_WHAT YOU NEED TO DO_
Reproduce every entry below, substituting "nonzero" for each occurrence of "even-odd" and changing nothing else.

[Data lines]
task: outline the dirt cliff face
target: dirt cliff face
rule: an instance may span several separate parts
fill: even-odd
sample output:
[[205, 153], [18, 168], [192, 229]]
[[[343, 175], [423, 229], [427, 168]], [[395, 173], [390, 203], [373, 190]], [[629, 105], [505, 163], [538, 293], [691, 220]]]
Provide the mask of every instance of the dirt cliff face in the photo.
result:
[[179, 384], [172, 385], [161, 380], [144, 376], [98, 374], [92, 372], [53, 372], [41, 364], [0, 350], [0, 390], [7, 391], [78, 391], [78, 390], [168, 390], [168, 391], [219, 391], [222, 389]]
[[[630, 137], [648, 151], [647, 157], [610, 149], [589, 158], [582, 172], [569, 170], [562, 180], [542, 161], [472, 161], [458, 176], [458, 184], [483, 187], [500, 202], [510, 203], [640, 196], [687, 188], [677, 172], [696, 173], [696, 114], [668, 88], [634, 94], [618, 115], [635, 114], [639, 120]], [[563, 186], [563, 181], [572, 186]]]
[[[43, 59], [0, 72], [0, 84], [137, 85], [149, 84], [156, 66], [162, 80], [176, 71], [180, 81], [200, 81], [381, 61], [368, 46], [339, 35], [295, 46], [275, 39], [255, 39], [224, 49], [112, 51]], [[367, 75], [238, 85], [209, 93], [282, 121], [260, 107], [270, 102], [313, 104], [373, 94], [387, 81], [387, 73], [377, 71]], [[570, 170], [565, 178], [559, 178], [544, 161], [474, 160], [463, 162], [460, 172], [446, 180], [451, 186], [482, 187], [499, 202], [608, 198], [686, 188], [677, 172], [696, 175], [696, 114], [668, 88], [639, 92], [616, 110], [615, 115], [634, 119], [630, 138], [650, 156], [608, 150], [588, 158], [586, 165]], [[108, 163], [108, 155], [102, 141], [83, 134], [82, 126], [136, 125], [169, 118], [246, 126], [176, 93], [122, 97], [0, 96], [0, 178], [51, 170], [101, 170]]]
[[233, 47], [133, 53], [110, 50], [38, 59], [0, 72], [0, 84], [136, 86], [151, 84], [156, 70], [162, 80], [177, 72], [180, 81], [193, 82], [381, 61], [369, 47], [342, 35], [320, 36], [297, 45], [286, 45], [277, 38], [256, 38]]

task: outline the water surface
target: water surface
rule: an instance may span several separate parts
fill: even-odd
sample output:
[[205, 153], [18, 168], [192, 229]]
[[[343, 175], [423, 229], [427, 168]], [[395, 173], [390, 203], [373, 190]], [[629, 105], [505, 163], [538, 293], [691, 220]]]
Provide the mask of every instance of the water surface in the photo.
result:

_THE ANSWER_
task: outline the dirt cliff face
target: dirt cliff face
rule: an instance may span several separate parts
fill: nonzero
sample output:
[[205, 153], [18, 168], [192, 229]]
[[[343, 175], [423, 229], [427, 168]], [[395, 173], [390, 203], [373, 190]], [[629, 105], [505, 163], [538, 293], [691, 220]]]
Provide the mask of every instance of the dirt cliff face in the photo.
result:
[[179, 384], [172, 385], [161, 380], [144, 376], [98, 374], [92, 372], [53, 372], [41, 364], [0, 350], [0, 390], [7, 391], [78, 391], [78, 390], [168, 390], [168, 391], [219, 391], [222, 389]]
[[[630, 137], [648, 151], [647, 157], [610, 149], [589, 158], [582, 172], [569, 170], [562, 180], [542, 161], [472, 161], [458, 176], [458, 184], [483, 187], [500, 202], [510, 203], [640, 196], [687, 188], [677, 172], [696, 173], [696, 114], [668, 88], [634, 94], [618, 115], [635, 114], [639, 120]], [[563, 186], [563, 181], [572, 186]]]
[[[43, 59], [0, 72], [0, 84], [137, 85], [149, 84], [156, 66], [162, 80], [176, 71], [180, 81], [200, 81], [381, 61], [368, 46], [339, 35], [295, 46], [275, 39], [255, 39], [224, 49], [112, 51]], [[367, 75], [238, 85], [209, 93], [282, 121], [260, 107], [270, 102], [313, 104], [373, 94], [387, 81], [387, 73], [377, 71]], [[570, 170], [565, 178], [559, 178], [544, 161], [474, 160], [463, 162], [460, 172], [446, 180], [451, 186], [482, 187], [499, 202], [608, 198], [686, 188], [677, 172], [696, 175], [696, 114], [668, 88], [639, 92], [616, 110], [615, 115], [634, 119], [630, 138], [650, 156], [608, 150], [588, 158], [586, 165]], [[108, 163], [108, 155], [102, 141], [83, 134], [82, 126], [136, 125], [169, 118], [246, 126], [176, 93], [122, 97], [0, 96], [0, 178], [51, 170], [101, 170]]]
[[233, 47], [133, 53], [110, 50], [38, 59], [0, 72], [0, 84], [136, 86], [151, 84], [156, 70], [162, 80], [177, 72], [180, 81], [193, 82], [381, 61], [369, 47], [342, 35], [320, 36], [297, 45], [286, 45], [277, 38], [256, 38]]

task: outline the water surface
target: water surface
rule: an instance may span several separate parts
fill: nonzero
sample output:
[[205, 153], [18, 168], [192, 229]]
[[[343, 175], [423, 229], [427, 168]], [[395, 173], [390, 203], [373, 190]], [[629, 105], [505, 163], [538, 293], [691, 220]]]
Provide the mask of every instance of the water surface in the photo.
result:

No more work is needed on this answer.